**Given problem:**
Gather every row below that contains the word "panel" and copy each of those rows in full.
----
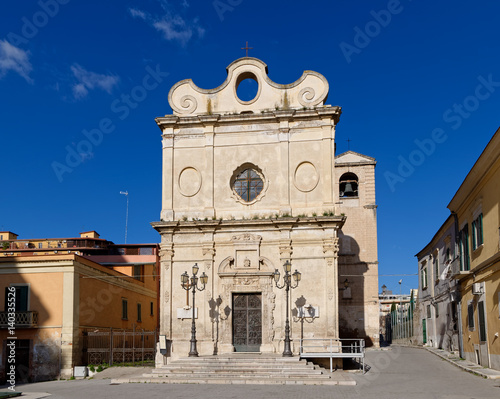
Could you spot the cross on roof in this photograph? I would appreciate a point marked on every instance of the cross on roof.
(246, 48)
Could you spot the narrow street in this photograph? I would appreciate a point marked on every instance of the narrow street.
(400, 372)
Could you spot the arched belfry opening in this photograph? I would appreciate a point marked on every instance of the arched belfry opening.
(348, 185)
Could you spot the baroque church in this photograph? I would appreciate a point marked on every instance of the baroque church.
(248, 186)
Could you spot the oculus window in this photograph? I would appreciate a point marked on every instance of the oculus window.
(248, 185)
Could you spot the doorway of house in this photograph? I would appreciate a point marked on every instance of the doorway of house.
(247, 322)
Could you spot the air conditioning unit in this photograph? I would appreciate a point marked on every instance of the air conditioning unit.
(477, 289)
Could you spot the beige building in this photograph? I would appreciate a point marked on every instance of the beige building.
(58, 294)
(476, 211)
(249, 185)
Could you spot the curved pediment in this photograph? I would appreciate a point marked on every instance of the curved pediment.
(227, 267)
(187, 99)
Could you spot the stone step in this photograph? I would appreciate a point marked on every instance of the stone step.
(284, 360)
(237, 365)
(225, 373)
(236, 380)
(240, 372)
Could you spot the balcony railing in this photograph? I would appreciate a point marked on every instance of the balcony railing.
(27, 319)
(456, 272)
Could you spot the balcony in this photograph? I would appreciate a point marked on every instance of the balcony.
(456, 272)
(27, 319)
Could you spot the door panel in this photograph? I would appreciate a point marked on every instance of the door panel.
(247, 322)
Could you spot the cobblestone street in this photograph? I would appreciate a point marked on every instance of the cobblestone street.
(399, 372)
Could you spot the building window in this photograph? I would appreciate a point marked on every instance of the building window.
(470, 315)
(138, 271)
(463, 244)
(482, 321)
(22, 297)
(348, 185)
(124, 309)
(248, 185)
(477, 232)
(423, 276)
(436, 267)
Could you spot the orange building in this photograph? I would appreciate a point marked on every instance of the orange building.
(62, 291)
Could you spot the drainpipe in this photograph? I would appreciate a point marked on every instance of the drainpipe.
(457, 287)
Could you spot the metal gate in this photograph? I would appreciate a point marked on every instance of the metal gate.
(119, 346)
(247, 322)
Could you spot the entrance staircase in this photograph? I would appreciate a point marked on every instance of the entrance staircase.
(242, 368)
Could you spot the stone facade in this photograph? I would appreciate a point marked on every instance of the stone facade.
(249, 185)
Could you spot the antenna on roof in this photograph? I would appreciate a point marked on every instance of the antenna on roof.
(125, 193)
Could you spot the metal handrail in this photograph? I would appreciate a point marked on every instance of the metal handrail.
(354, 348)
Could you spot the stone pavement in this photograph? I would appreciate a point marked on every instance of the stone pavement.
(396, 373)
(465, 364)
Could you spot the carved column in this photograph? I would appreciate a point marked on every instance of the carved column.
(167, 206)
(166, 260)
(330, 250)
(208, 252)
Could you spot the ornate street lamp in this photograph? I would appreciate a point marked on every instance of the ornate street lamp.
(193, 285)
(287, 284)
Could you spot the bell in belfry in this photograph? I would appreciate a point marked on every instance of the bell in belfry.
(348, 191)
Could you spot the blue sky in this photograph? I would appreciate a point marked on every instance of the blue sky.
(418, 81)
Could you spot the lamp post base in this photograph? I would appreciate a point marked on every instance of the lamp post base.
(287, 352)
(193, 352)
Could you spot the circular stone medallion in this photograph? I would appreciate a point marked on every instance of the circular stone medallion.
(306, 177)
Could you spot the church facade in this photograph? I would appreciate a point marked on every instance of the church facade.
(248, 186)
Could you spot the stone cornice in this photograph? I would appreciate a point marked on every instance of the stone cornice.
(171, 121)
(189, 226)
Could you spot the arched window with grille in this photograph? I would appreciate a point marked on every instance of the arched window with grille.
(348, 185)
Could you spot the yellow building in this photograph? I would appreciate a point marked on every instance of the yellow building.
(476, 210)
(58, 297)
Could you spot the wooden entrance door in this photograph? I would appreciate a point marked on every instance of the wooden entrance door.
(247, 322)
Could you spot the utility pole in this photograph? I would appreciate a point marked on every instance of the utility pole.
(125, 193)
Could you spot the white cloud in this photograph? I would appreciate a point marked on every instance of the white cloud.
(14, 59)
(171, 25)
(88, 80)
(137, 13)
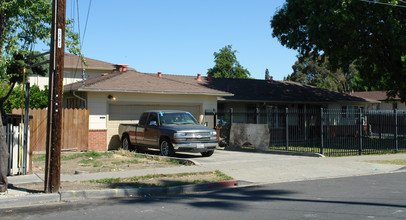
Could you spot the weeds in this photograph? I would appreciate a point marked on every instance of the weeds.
(137, 181)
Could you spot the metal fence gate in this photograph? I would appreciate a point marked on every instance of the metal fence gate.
(334, 132)
(18, 144)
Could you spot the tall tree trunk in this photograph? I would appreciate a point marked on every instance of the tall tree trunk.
(3, 159)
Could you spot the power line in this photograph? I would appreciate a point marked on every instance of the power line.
(383, 3)
(87, 19)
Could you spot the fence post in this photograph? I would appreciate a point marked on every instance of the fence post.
(360, 130)
(321, 131)
(26, 121)
(214, 119)
(396, 130)
(287, 129)
(231, 116)
(257, 115)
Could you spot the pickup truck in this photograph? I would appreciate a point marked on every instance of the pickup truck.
(170, 132)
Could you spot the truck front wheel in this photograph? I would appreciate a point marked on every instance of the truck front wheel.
(126, 143)
(207, 153)
(166, 148)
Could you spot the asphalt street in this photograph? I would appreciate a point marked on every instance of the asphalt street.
(380, 196)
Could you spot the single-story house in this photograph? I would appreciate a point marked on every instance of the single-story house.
(384, 103)
(121, 97)
(250, 95)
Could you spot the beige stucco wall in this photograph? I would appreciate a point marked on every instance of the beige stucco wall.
(98, 104)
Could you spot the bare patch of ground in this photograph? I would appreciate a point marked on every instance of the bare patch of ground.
(91, 162)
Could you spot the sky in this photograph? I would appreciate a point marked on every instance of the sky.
(180, 36)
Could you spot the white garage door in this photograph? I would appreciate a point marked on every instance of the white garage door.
(131, 113)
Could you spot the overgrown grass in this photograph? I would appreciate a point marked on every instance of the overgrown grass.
(90, 162)
(137, 181)
(122, 162)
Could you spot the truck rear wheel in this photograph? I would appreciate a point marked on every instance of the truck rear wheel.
(166, 148)
(126, 144)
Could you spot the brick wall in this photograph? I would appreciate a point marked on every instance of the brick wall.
(97, 139)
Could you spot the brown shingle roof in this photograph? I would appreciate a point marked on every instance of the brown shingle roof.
(132, 81)
(229, 89)
(72, 61)
(373, 95)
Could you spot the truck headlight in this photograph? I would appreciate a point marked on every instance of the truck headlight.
(180, 134)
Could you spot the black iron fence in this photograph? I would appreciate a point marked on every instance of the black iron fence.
(332, 132)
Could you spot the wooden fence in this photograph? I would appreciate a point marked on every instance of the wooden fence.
(74, 133)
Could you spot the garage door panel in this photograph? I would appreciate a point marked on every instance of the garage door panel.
(119, 114)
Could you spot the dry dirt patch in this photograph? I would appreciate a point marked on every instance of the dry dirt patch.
(91, 162)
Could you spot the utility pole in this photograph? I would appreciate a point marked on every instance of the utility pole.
(54, 122)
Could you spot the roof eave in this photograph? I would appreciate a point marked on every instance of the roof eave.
(150, 92)
(297, 102)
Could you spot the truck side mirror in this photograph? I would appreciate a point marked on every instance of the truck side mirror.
(153, 123)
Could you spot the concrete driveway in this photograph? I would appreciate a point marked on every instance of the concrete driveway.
(253, 167)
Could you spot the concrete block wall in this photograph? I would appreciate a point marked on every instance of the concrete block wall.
(97, 139)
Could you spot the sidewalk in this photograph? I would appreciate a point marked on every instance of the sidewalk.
(245, 167)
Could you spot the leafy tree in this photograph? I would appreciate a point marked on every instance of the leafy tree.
(370, 35)
(317, 72)
(227, 66)
(38, 98)
(22, 24)
(267, 76)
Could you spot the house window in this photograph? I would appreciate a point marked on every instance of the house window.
(74, 102)
(349, 111)
(252, 113)
(276, 116)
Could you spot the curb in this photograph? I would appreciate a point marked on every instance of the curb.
(292, 153)
(32, 199)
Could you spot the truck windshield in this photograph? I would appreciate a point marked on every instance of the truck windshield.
(177, 118)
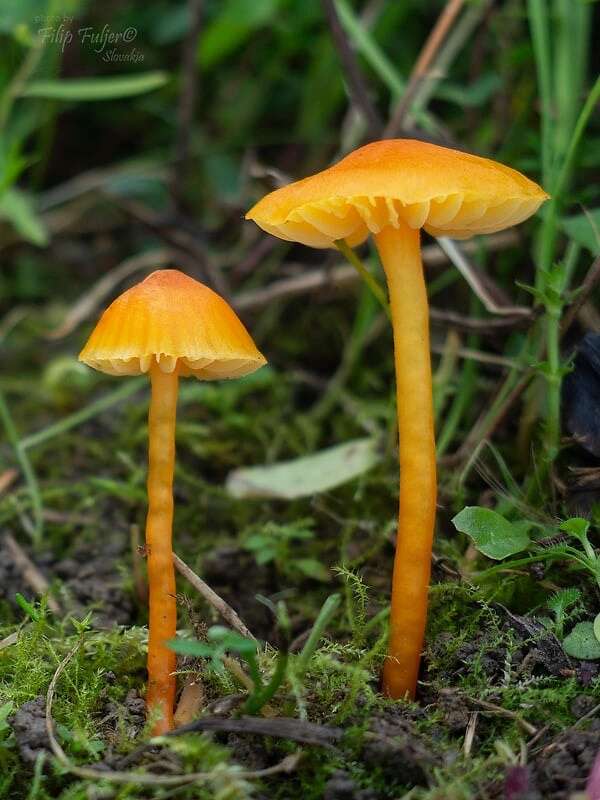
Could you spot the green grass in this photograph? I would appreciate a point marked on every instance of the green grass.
(512, 80)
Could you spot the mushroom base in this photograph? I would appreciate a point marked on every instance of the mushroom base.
(400, 253)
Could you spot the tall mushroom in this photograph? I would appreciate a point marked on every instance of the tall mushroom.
(392, 189)
(168, 326)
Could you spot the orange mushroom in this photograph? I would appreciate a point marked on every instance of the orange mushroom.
(392, 189)
(169, 325)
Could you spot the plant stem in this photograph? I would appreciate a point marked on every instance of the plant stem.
(328, 609)
(400, 254)
(26, 468)
(162, 622)
(364, 273)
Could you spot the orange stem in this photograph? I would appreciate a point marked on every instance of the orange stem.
(162, 623)
(400, 254)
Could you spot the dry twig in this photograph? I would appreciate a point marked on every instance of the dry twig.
(286, 766)
(211, 597)
(422, 65)
(355, 81)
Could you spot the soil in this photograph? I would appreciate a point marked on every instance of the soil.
(29, 726)
(90, 577)
(562, 768)
(234, 574)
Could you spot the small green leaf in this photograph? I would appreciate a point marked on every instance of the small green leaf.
(307, 475)
(92, 89)
(582, 642)
(190, 647)
(584, 229)
(492, 534)
(576, 526)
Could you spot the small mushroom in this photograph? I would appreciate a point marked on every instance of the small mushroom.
(168, 326)
(392, 189)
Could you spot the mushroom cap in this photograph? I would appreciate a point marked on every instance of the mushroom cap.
(177, 321)
(447, 192)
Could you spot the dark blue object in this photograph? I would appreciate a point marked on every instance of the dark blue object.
(581, 395)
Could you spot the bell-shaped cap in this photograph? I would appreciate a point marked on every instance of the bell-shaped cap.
(447, 192)
(176, 321)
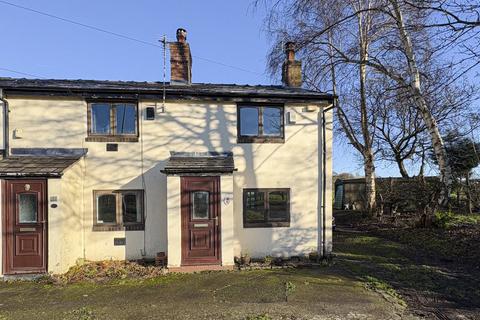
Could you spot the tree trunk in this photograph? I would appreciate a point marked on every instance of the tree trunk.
(421, 104)
(401, 167)
(469, 193)
(370, 184)
(367, 151)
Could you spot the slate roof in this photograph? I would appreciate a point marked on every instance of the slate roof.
(39, 162)
(75, 87)
(199, 163)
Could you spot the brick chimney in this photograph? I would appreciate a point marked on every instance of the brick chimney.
(180, 59)
(291, 69)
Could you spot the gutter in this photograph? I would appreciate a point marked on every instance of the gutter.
(6, 144)
(324, 176)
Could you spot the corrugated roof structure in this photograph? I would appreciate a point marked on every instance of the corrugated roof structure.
(200, 163)
(39, 162)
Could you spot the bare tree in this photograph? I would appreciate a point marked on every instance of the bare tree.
(400, 35)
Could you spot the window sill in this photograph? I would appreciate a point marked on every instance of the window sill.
(111, 139)
(266, 224)
(260, 140)
(118, 227)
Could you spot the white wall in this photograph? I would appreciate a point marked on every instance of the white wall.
(185, 126)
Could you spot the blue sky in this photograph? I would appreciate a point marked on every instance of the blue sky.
(228, 32)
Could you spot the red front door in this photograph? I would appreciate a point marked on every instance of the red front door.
(25, 226)
(200, 220)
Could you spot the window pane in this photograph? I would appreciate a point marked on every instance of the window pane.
(131, 208)
(27, 207)
(255, 206)
(101, 118)
(200, 205)
(106, 208)
(278, 205)
(272, 121)
(126, 115)
(248, 121)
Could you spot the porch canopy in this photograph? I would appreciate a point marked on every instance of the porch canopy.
(39, 162)
(199, 163)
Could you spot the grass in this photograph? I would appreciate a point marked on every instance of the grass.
(370, 277)
(256, 294)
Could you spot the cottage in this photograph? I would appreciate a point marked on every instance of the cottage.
(124, 170)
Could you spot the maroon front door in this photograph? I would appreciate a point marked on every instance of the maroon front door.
(200, 220)
(25, 226)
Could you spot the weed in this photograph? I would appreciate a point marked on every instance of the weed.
(378, 285)
(289, 289)
(83, 313)
(442, 219)
(259, 317)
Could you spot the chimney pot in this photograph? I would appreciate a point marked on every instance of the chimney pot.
(291, 69)
(290, 50)
(180, 59)
(181, 35)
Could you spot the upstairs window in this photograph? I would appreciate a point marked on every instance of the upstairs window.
(260, 124)
(112, 122)
(118, 210)
(266, 208)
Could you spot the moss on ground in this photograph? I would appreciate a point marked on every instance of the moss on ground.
(212, 295)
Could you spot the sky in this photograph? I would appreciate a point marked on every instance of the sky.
(227, 40)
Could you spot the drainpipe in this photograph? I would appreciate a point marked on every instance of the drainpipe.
(5, 124)
(324, 176)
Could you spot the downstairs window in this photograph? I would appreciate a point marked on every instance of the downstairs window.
(118, 210)
(266, 208)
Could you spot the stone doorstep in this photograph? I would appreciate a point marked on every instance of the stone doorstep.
(199, 268)
(22, 276)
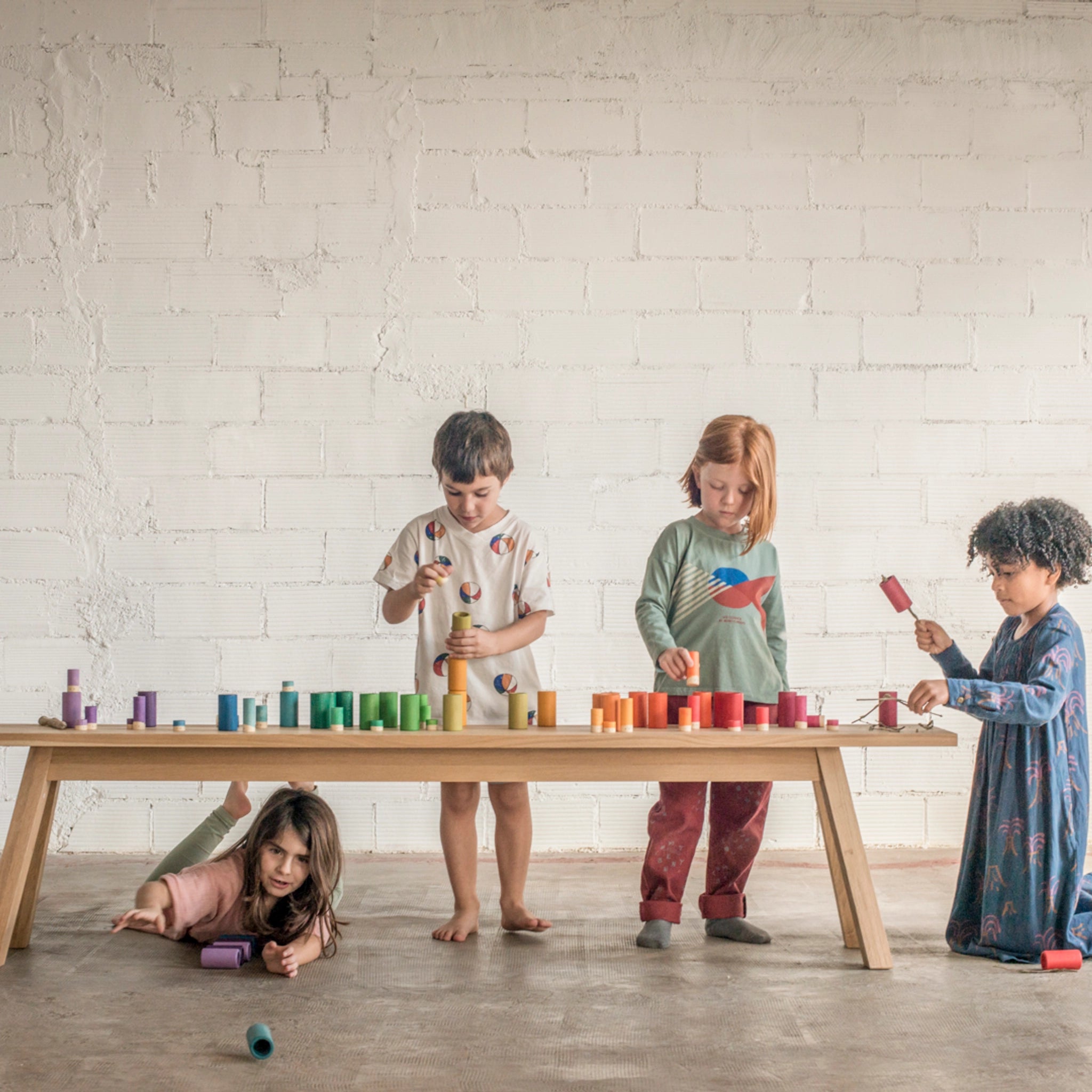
----
**The result:**
Could you spot the door panel in this photograph? I would appreciate a point marked on every instance of the door panel.
Could you spot the garage door panel in this photograph? I would appreciate a point marked on every instance of the garage door panel.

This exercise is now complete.